How To Write An Effective Letter – And Why You Should Do It, Too

Continuing on our sub-theme this week of skills that complement strong personal finance management, I want to cover the topic of how to write an effective letter. In this electronic age, many people have forgotten the elements – and the value – of sending a letter via postal mail, but this skill is something important that everyone should recognize as part of their repertoire.

What value does this have? A letter is very concrete and can be used as evidence of information exchanged between two parties. To a business, a letter means business in a way that a phone call or an email do not. If you need to get your point across and telephone calls aren’t cutting it, a letter is the way to go. Sadly, fewer and fewer people are using this tool, which actually makes the power of a letter today even stronger – it means pay attention even more than before.

When should I send a letter? A letter should be used whenever you have difficulty achieving the resolution that you want by telephone or by electronic communication. For example, if you have bill collectors calling you day and night, the most effective way to ask them to stop is by letter requesting that all contact be in writing (along with a copy given to your lawyer). Another example: if you’re ever disputing a bill, a letter is the best way to get your case across, as an individual who is not serious enough about a dispute to send a letter often won’t get the resolution they want. In both of these cases, a well-constructed letter is the way to go.

What should a formal letter contain? If you are writing a formal letter for the first time, here are the basic elements (along with suggested placements) for what the letter should look like.

Data segment:
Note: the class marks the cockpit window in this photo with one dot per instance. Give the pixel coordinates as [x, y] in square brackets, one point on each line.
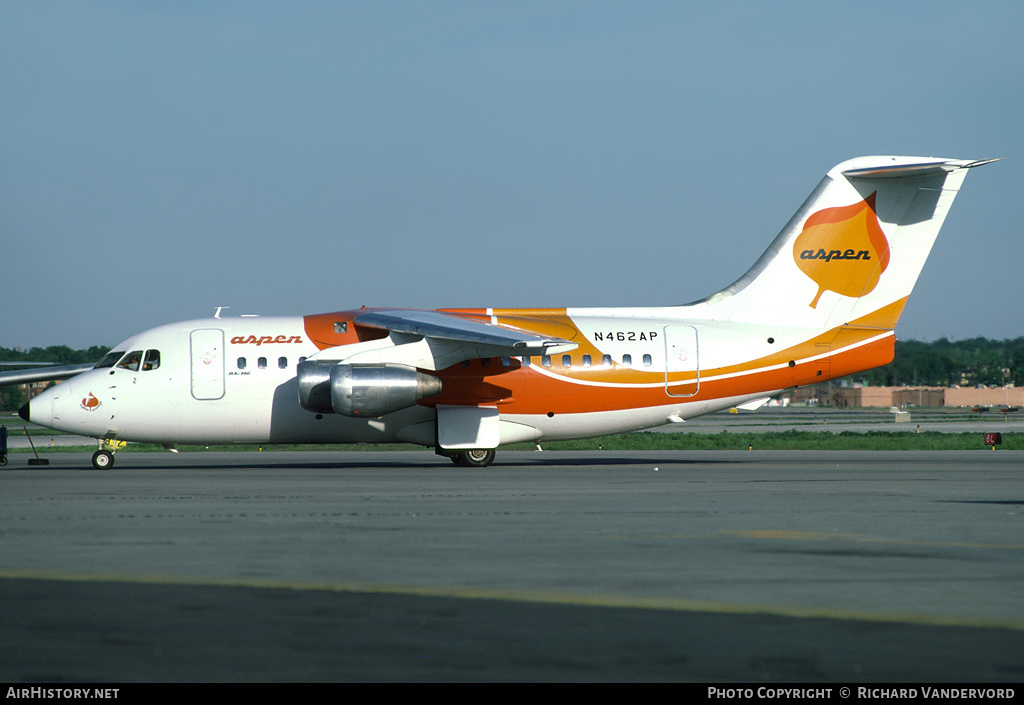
[109, 360]
[132, 361]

Aim A: In the article on writing an effective letter, when should a letter be used?
Aim B: List every sentence in the letter-writing article that ends with a question mark.
Aim C: Write the next part of the article on writing an effective letter, picking up after its last sentence.
The data has no role in any of this.

Response A: A letter should be used whenever you have difficulty achieving the resolution you want by telephone or by electronic communication.

Response B:
- What value does this have?
- When should I send a letter?
- What should a formal letter contain?

Response C:
Your address should appear in the upper left corner of the page, followed by an empty line, followed by the address of the recipient. This way, the contact information is clear for both parties.

After this, skip another line, center the text, and write Attention: followed by the name and title of the person you are contacting. For example, if you’re writing to Jim Nolan, VP of Customer Relations at a company, this line should be “Attention: Jim Nolan, VP of Customer Relations” … the company name should be understood. Also, this is the only line that should be centered; everything else should be aligned to the left.

Skip another line, then start off with an appropriate address: Dear Mr. Nolan (or Ms. Nolan in the case of a female recipient).

Skip yet another line, then begin your main letter. Keep it brief and stick to the facts; don’t write a ten page tome or else no one will read it. Start off by clearly stating the issue at hand with dates and other specific information, then in another paragraph state the resolution that you wish to see. A final sentence should give information on how to contact you, something like “I can be reached at the address given above or by telephone at …”

Finish with a “Yours truly,” then insert three blank lines, then type your name. After you print it, sign it in pen above your name. Put it in an envelope and send it out.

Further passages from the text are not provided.